▸ What to produce: Drop the images, then output the listing exactly.

▸ Extracted data:
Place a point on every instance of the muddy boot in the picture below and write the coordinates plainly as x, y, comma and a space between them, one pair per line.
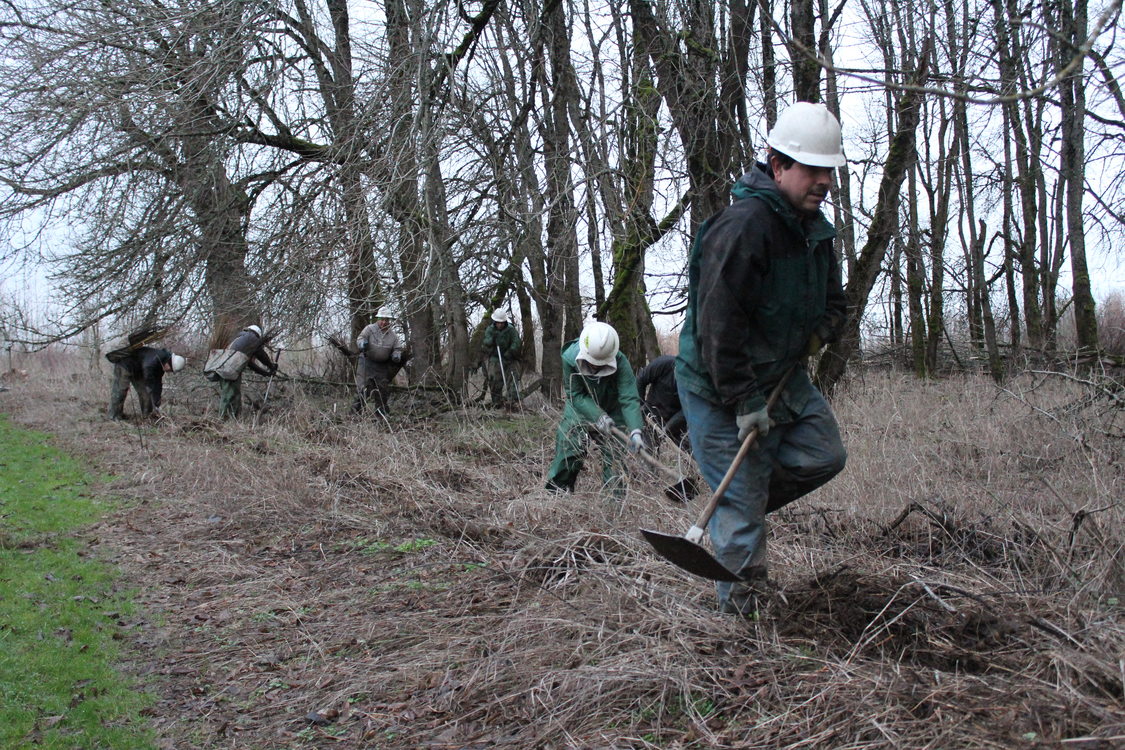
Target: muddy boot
749, 597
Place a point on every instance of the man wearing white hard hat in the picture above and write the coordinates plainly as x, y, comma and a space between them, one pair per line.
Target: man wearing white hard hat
144, 369
601, 394
380, 353
501, 349
246, 350
764, 294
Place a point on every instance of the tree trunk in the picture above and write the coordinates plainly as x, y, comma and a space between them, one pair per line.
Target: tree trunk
1072, 118
883, 225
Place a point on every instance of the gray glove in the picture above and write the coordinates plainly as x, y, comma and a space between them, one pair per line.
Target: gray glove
748, 422
604, 424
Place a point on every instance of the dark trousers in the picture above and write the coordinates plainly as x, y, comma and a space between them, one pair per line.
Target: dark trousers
791, 461
119, 391
372, 386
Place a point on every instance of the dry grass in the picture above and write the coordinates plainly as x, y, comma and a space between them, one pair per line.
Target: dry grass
957, 586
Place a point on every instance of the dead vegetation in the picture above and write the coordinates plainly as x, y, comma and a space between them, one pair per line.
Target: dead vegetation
312, 580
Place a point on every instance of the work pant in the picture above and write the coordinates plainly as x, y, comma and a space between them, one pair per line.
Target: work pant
789, 462
230, 398
119, 390
572, 441
372, 385
503, 382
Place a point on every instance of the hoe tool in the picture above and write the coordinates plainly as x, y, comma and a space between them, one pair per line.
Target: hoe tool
686, 551
681, 490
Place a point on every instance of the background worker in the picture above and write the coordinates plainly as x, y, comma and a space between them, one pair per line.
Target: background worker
252, 343
764, 292
601, 394
501, 349
656, 382
144, 369
380, 354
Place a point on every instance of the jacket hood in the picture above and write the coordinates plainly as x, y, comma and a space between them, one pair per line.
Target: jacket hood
759, 183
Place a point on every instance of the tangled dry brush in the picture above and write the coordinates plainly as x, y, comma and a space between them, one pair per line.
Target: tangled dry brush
311, 579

▸ Exercise response:
Place a point on every instance of the muddy boot in the picture below and write the coordinates plainly as x, y, comma and a space between them, one pair per line.
Target: muddy boot
749, 597
Place a point on every instance of the man wearing white hard hat in the picture above and write the coordinates plainly as x, y, comma and a space between them, one pair per line.
Target: man wearing white hard hat
144, 369
601, 394
380, 353
501, 349
246, 350
764, 294
Place a point on every instance of the tree trunk in the picture above and write the coordinates plainly as x, y, comma and a space between them, one pair per line.
Target: tree trunk
1072, 118
883, 225
Place a point on every instance of the gray glove in the picture above and write the coordinates plainly as x, y, comma and a space between them, one pair per line.
Target: gray glove
748, 422
604, 424
Place a point on every instance of the dark trousers in the picture above and write the coordinates plainly as x, y, comma and a space between them, one pair per line.
Target: dark trousers
791, 461
119, 391
372, 386
Place a point on every instance of the dry grass in the picture above and write the coordinates plainly as x, y, comma and a space between them, one pair per line.
Target: dry grass
957, 586
Place a point on every instance of the dead vegetation in the picture above and write the coordinates plainly as x, y, comma and a space between them, one pair per line.
Target: dead vegetation
312, 580
Place a point on every instance of the work pant in the picture above and write the coordinates plainly as x, y, comma and a space between them, one pair per line.
Target: work pant
789, 462
230, 398
119, 390
572, 441
372, 385
503, 382
Place a point on every instance of the hoe tool in the picture above and write the coordinates plainly as x, y, comma and a space between them, one pair per line.
Target: hoe tool
686, 551
681, 490
Place a point on every instance of the background worker in the picture above and write the coordinates plainly as x, y, comma and a space between them, one pair per line.
Target: background worker
252, 343
764, 292
601, 394
501, 349
656, 382
144, 369
380, 354
Place a point on every instance of the jacket hood in the picture above and write the coordinates plainly as x, y, comma and a space between them, one pair per line.
Target: jacket hood
759, 183
Place a point on every instance of the tangled dry brush in the picture above and write the coordinates plainly as x, y, comma and a space between them, one pair per line.
Target: tangled dry brush
311, 579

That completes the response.